───── SELECTED PASSAGE ─────

As identified by the Committee, it is ordinarily the duty of the prosecution to prove all of the elements of an offence. However, the Guide to Framing Commonwealth Offences (the Guide) (at p. 50) provides that including a matter as an offence specific defence may be appropriate where:
• the matter is peculiarly within the knowledge of the defendant; and
• it would be significantly more difficult and costly for the prosecution to disprove than for the defendant to establish the matter.
The Guide also indicates that it may also be appropriate to include a matter as an offence-specific defence where only one of the above tests can be satisfied (see p. 51 of the Guide).
The offence-specific defences in the Bill allow Australian Transaction and Reports Analysis Centre information to be recorded, disclosed or otherwise used for specific purposes. The purpose of a defendant in recording, disclosing or otherwise using this information is a matter that is peculiarly within their knowledge. While external circumstances may be used as evidence of the existence of this underlying purpose, the defendant is the only person who can state with certainty their purpose in recording, disclosing or using that information.
Noting this, it would be significantly more difficult and costly for the prosecution to prove that the defendant did not record, disclose or otherwise use the information for a permitted purpose, than it would be for the defendant to point to the permitted purpose underpinning their conduct.
For example, if an official of the Australian Transaction and Reports Analysis Centre disclosed information to a lawyer in breach of the offence provision at subsection 126(1) of the Anti-Money Laundering and Counter-Terrorism Financing Act 2006, the prosecution would be required to prove beyond reasonable doubt that the official did not disclose the information for a permitted purpose under subsections 126(2) or (3).
As the official's purpose for making the disclosure was only known to themselves, this would often be impossible to prove in practice. The official, on the other hand, should be readily able to point to the purpose underpinning the disclosure. If this is done, the prosecution must refute the defence beyond reasonable doubt.
As such, the offence-specific defence provisions in the Bill are consistent with Commonwealth criminal law policy and are necessary in order to preserve the integrity of Australia's anti-money laundering and counter-terrorism financing regime. The provisions will ensure agencies are empowered to better investigate and prosecute offenders.

───── RECORDED DATA ─────

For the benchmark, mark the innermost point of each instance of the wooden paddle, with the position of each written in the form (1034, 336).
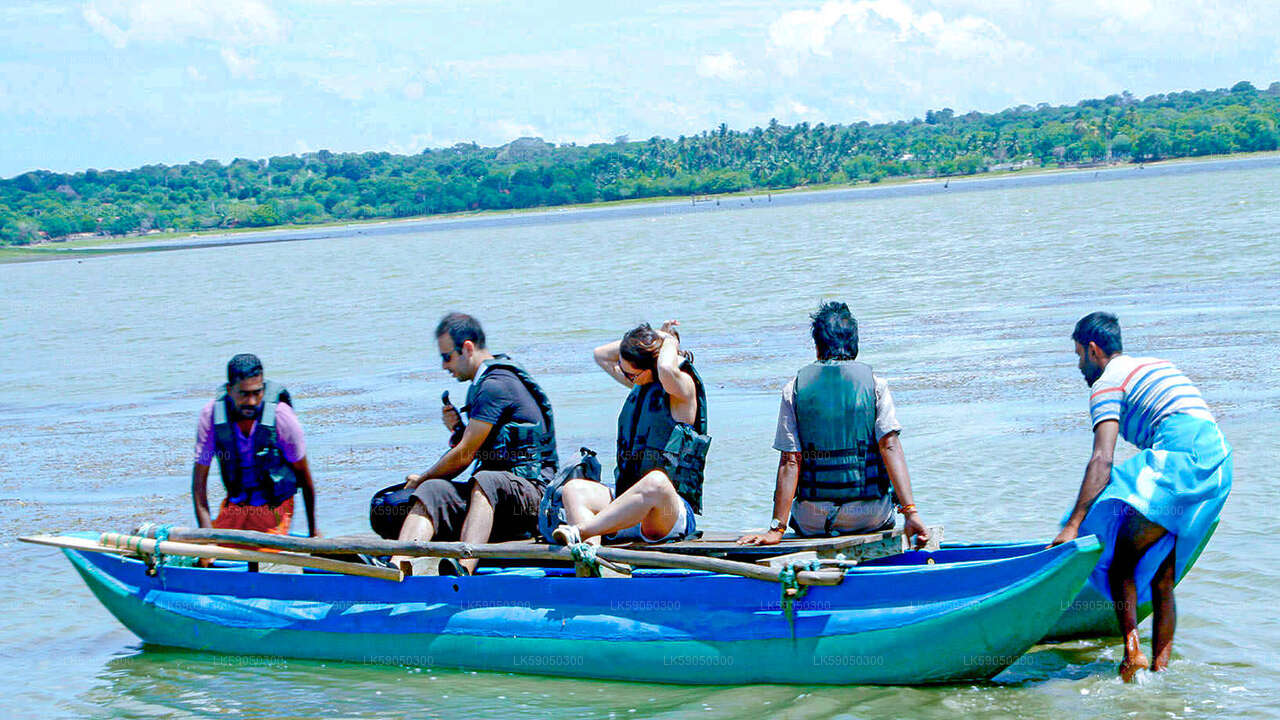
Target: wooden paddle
(120, 543)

─────

STATED EXERCISE:
Return the part of the passage on offence-specific defences starting with "Noting this, it" and going on through "underpinning their conduct.", copied word for word.

WRITTEN RESPONSE:
Noting this, it would be significantly more difficult and costly for the prosecution to prove that the defendant did not record, disclose or otherwise use the information for a permitted purpose, than it would be for the defendant to point to the permitted purpose underpinning their conduct.